▶ **Consigne 1**: Relevez, parmi les lignes ci-dessous, toutes celles qui contiennent la chaîne « hand ». La casse compte.

XIX° siècle, le train : son impact économique et géographique

publié le 28 oct. 2012, 10:11 par Jean-Pierre Rissoan   [ mis à jour : 8 févr. 2019, 11:39 ]

SOMMAIRE

 

I. LA MISE EN PLACE DU RÉSEAU

A. Les motivations

 

B. Impacts géographiques et économiques

La gare ferroviaire, nouvel élément structurant de l’urbanisme.

 

II. LE TRAIN ET LES CAMPAGNES FRANÇAISES

Le cas de l'Aveyron.

A. L'agriculture aveyronnaise avant l'arrivée du train

 

B. Les transformations : spécialisation ici, exode ailleurs.

 


XIX° SIÈCLE, LE TRAIN : SON IMPACT ÉCONOMIQUE ET GÉOGRAPHIQUE


Par ses fortes commandes à l'industrie sidérurgique et mécanique, aux mines de charbon, aux verreries, aux industries du B.T.P., avec ses ponts, tunnels et gares par milliers, le train et ses chemins de fer a joué un formidable rôle d'entraînement : ce fut un secteur porteur de l'économie, schumpeterien comme dirait l'autre. Mais ce n‘est pas tout : le transport par chemin de fer a joué un rôle très important en France au XIX° siècle. Rôle dans le domaine des transports de voyageurs et de marchandises ainsi que dans l'organisation de l'espace français. Mais aussi un rôle régional : grâce à lui les régions agricoles ont connu la révolution commerciale et se sont spécialisées (ex. : le Languedoc vinicole), des régions industrielles se sont spécialisées (Lorraine, Nord…). Bref, il n’y a pas de révolution industrielle sans chemins de fer. Tous les pays cherchèrent à s’équiper le plus possible et le plus rapidement possible : on parla ici ou là de railway mania. Pour le financement, les banques étaient à la fête.

▶ **Lignes**:
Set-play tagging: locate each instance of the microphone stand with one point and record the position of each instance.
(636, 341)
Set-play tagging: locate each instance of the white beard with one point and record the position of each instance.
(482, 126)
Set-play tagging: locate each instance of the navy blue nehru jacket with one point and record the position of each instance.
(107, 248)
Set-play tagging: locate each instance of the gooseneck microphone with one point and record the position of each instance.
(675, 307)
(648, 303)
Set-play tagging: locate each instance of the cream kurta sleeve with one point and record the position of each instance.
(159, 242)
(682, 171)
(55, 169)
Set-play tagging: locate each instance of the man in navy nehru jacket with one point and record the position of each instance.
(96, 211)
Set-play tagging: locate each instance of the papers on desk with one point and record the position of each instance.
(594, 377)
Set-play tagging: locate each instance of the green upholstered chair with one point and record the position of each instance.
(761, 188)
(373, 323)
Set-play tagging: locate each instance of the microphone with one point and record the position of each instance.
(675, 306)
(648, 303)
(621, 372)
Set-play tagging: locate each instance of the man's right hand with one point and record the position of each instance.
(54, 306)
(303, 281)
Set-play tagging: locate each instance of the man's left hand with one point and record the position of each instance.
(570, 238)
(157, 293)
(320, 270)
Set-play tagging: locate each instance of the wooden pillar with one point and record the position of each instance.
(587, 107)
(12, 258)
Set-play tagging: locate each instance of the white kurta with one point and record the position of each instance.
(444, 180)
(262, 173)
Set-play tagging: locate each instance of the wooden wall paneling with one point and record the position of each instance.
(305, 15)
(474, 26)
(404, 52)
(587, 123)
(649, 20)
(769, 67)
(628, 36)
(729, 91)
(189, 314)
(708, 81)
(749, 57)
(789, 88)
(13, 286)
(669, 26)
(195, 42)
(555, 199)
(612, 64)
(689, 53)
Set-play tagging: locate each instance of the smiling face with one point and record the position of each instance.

▶ **Consigne 2**: D'après l'extrait cité, quelle région agricole sert d'exemple de spécialisation permise par le chemin de fer ?

▶ **Résultat obtenu 1**:
Set-play tagging: locate each instance of the man's right hand with one point and record the position of each instance.
Set-play tagging: locate each instance of the man's left hand with one point and record the position of each instance.

▶ **Résultat obtenu 2**: Le Languedoc vinicole.